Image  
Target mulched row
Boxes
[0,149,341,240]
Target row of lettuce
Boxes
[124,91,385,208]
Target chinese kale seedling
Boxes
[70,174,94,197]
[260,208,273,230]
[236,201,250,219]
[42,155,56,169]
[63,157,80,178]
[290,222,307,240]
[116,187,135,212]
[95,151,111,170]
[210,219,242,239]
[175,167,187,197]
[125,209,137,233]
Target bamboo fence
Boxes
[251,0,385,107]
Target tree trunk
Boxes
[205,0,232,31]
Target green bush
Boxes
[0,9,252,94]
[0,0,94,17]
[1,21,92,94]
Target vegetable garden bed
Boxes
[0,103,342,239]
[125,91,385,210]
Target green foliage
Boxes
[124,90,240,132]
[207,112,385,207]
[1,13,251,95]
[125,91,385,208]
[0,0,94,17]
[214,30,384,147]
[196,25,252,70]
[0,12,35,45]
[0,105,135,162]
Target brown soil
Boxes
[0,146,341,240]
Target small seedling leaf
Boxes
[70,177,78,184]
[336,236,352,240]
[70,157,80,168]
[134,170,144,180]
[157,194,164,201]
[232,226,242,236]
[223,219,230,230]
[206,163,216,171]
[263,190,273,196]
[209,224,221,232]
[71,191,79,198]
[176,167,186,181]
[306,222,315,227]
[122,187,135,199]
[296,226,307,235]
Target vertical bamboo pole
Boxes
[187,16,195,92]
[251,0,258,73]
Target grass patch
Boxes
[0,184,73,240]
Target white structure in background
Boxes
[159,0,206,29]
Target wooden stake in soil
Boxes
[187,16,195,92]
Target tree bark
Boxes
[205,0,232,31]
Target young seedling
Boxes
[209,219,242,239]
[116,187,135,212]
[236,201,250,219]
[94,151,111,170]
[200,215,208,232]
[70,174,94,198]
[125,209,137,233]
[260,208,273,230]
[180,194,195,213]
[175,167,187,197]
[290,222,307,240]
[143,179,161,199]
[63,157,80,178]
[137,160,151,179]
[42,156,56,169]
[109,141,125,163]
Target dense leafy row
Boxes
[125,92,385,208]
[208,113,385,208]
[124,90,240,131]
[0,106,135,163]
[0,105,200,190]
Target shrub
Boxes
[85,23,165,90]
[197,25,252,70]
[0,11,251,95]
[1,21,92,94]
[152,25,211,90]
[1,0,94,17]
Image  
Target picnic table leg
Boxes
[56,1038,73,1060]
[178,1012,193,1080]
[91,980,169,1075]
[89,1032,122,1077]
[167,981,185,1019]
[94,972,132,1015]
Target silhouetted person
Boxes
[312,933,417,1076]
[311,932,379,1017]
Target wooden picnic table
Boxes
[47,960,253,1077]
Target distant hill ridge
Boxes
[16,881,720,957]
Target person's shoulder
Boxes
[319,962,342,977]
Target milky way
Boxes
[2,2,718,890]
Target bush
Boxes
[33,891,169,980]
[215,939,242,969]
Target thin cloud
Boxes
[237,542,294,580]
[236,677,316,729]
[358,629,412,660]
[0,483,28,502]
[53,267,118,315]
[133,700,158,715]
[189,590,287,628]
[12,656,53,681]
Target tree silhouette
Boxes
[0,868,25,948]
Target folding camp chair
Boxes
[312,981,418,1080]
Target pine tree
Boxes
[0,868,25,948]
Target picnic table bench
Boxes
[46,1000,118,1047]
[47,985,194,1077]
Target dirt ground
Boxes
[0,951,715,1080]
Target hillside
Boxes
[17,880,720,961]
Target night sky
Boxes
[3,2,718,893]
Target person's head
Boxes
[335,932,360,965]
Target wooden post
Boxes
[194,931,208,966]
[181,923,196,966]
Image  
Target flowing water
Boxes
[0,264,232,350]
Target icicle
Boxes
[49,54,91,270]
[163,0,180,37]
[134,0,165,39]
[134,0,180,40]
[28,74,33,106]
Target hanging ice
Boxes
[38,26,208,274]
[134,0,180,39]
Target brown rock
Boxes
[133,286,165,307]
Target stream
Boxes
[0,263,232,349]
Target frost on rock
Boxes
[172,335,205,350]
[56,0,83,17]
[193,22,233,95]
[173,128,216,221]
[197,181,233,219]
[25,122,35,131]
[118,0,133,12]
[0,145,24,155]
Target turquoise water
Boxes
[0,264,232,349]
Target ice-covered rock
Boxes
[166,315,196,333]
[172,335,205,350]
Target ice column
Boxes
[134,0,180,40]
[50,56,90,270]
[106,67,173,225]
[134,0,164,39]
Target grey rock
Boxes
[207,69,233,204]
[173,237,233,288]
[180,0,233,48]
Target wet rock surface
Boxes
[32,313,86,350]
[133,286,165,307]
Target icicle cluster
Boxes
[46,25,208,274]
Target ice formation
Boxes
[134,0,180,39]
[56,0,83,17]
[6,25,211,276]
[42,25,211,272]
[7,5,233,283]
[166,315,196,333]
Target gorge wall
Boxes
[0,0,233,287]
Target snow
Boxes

▶ [Exercise goal]: Scan the material for "water" and copy the lines that hold it.

▶ [Response box]:
Target flowing water
Target turquoise water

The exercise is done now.